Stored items
=-=-=
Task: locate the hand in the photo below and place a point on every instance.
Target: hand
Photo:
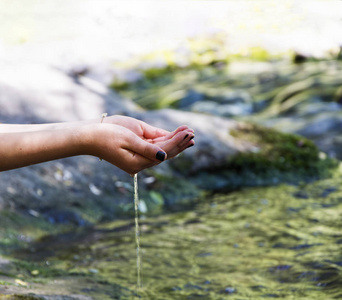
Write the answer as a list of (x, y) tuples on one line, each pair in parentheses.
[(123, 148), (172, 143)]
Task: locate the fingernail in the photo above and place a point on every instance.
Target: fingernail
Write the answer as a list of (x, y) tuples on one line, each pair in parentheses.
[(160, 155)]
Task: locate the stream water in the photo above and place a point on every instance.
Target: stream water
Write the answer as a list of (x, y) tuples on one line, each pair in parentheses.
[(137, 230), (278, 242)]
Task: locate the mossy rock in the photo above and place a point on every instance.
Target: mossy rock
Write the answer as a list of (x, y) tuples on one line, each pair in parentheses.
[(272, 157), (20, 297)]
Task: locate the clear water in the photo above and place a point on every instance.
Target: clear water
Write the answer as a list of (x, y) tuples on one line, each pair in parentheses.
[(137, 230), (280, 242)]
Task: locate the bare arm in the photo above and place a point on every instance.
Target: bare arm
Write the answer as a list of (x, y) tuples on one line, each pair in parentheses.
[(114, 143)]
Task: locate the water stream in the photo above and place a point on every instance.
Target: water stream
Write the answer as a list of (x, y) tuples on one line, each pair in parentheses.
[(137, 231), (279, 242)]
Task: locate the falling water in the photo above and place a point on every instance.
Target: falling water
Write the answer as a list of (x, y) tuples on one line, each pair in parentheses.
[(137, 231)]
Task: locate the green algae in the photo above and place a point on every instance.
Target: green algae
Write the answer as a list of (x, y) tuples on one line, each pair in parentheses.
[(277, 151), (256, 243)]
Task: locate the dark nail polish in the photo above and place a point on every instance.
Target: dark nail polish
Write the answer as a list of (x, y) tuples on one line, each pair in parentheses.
=-=-=
## [What you have to do]
Would you reproduce the lines above, from the very first through the line containing "Target: mossy rock", exactly and without the pictures?

## [Finished exercise]
Task: locate the hand in the photo below and place a point on every instance.
Target: hand
Photo:
Write the answer as a list of (x, y) tuples on one line, each pair in parentheses.
[(123, 148), (172, 143)]
Task: locate the fingernail in the photo above and place a point on every instance.
Target: fingernail
Write the answer as a list of (x, y) tuples on one line, each pair in parentheses.
[(160, 155)]
Task: locate the stream water in the photo above and place a point on every instance.
Target: stream water
Write the answer as a list of (x, y) tuples on one line, each pair in parentheses.
[(137, 230), (278, 242)]
Task: locate the mossy rock in the photo above and place a point on every instance.
Target: mossy rock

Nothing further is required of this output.